Task objective: Please print the part of the forum post on 3D movie releases starting at "Also : sales" and ending at "make it profitable..", with no changes.

Document text:
-------
What 3D theatrical release has not got a home 3D video release lately ?


What I see ....... past 2D movies getting a 3D makeover with both theatrical & home video releases.


Also : sales

http://www.hollywoodreporter.com/news/3d-starts-popping-up-us-380198 
http://www.3dfocus.co.uk/3d-news-2/spend-on-3d-blu-ray-nearly-doubled-in-2012/11518 




> Quote:
> Originally Posted by *taxman48*  /t/1236198/espn-3d-channel/420#post_23427867
> 
> 
> just read this article about ESPN dropping the 3D channel because of poor ratings. Interesting figures in the article pertaining to 3D movies: " _the Motion Picture Association said box office revenue for 3-D showings in the U.S. and Canada was flat in 2012 from a year earlier at $1.8 billion. The number of 3-D films released in the period dropped by 20 percent"._ Not enough viewers to make it profitable..
-------
Information shown:
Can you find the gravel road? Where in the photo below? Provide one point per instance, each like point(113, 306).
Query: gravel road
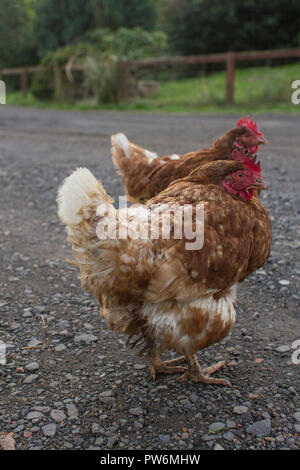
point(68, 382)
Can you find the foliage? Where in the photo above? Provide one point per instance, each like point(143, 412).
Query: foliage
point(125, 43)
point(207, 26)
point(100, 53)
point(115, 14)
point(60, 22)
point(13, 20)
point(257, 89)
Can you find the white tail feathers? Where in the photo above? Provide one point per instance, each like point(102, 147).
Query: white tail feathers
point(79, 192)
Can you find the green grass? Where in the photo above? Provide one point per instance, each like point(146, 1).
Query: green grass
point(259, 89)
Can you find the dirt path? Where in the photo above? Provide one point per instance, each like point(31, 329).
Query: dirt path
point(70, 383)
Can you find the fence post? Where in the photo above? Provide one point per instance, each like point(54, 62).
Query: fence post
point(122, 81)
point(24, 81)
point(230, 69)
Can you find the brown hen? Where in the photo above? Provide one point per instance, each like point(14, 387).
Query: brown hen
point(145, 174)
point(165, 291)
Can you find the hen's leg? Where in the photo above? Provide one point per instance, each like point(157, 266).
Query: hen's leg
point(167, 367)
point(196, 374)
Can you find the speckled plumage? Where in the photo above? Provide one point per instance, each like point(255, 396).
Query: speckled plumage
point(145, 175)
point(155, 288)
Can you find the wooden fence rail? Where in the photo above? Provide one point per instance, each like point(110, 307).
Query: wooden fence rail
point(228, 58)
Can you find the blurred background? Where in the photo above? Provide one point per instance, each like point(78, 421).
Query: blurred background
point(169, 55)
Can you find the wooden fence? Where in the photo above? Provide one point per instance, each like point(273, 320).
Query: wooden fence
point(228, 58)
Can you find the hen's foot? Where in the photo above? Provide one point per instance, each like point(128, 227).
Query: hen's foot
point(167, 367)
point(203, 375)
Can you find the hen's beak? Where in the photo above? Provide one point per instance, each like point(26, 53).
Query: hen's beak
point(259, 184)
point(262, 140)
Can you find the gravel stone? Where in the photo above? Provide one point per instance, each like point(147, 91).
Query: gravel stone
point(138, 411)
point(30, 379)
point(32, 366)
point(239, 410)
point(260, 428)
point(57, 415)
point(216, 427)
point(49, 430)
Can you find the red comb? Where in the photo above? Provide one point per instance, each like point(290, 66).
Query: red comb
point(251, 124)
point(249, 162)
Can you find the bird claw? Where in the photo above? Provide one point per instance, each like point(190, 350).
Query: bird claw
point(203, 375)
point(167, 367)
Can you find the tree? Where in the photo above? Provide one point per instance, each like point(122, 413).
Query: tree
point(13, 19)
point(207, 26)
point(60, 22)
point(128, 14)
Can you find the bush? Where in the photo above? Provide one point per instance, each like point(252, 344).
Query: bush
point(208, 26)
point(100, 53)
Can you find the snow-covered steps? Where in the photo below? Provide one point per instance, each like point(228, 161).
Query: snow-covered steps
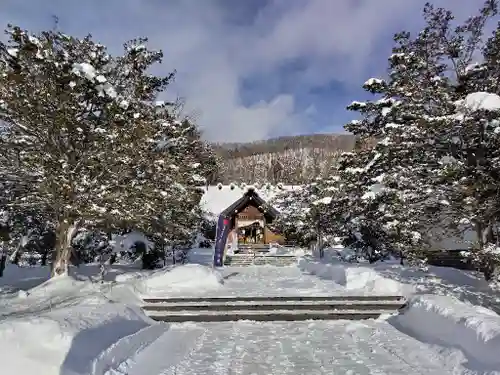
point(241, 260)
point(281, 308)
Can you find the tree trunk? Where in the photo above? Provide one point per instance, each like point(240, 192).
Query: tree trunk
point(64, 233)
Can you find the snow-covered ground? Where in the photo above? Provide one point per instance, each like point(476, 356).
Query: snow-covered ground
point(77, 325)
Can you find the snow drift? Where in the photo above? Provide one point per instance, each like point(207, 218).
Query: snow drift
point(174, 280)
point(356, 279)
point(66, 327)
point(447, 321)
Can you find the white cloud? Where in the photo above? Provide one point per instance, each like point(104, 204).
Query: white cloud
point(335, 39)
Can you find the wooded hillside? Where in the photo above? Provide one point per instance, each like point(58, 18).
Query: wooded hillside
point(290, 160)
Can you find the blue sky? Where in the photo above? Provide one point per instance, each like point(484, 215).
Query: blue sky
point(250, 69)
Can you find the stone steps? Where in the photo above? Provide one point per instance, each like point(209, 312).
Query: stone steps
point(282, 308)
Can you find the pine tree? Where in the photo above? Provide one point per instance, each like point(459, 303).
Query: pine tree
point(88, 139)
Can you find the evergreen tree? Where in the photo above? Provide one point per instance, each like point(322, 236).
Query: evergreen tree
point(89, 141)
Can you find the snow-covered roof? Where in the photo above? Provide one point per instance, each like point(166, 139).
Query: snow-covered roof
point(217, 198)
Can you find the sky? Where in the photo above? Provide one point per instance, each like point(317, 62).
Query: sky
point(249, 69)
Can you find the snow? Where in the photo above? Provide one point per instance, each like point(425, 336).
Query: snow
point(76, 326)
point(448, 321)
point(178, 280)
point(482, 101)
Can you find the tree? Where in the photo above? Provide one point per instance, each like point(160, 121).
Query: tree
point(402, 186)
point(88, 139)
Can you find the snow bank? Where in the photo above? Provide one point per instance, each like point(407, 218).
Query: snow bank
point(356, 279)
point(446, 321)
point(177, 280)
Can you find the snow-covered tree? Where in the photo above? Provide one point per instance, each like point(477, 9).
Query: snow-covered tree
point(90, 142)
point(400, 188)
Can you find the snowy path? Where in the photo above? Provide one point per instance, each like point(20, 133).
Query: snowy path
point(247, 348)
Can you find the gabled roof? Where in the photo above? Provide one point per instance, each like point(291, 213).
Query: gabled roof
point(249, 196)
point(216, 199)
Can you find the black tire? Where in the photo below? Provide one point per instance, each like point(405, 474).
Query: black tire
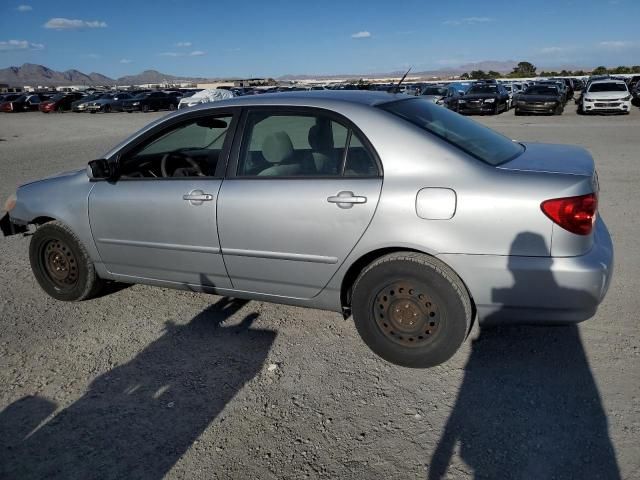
-------
Exercise result:
Also : sales

http://www.hollywoodreporter.com/news/3d-starts-popping-up-us-380198 
http://www.3dfocus.co.uk/3d-news-2/spend-on-3d-blu-ray-nearly-doubled-in-2012/11518 




> Quote:
> Originally Posted by *taxman48*  /t/1236198/espn-3d-channel/420#post_23427867
> 
> 
> just read this article about ESPN dropping the 3D channel because of poor ratings. Interesting figures in the article pertaining to 3D movies: " _the Motion Picture Association said box office revenue for 3-D showings in the U.S. and Canada was flat in 2012 from a year earlier at $1.8 billion. The number of 3-D films released in the period dropped by 20 percent"._ Not enough viewers to make it profitable..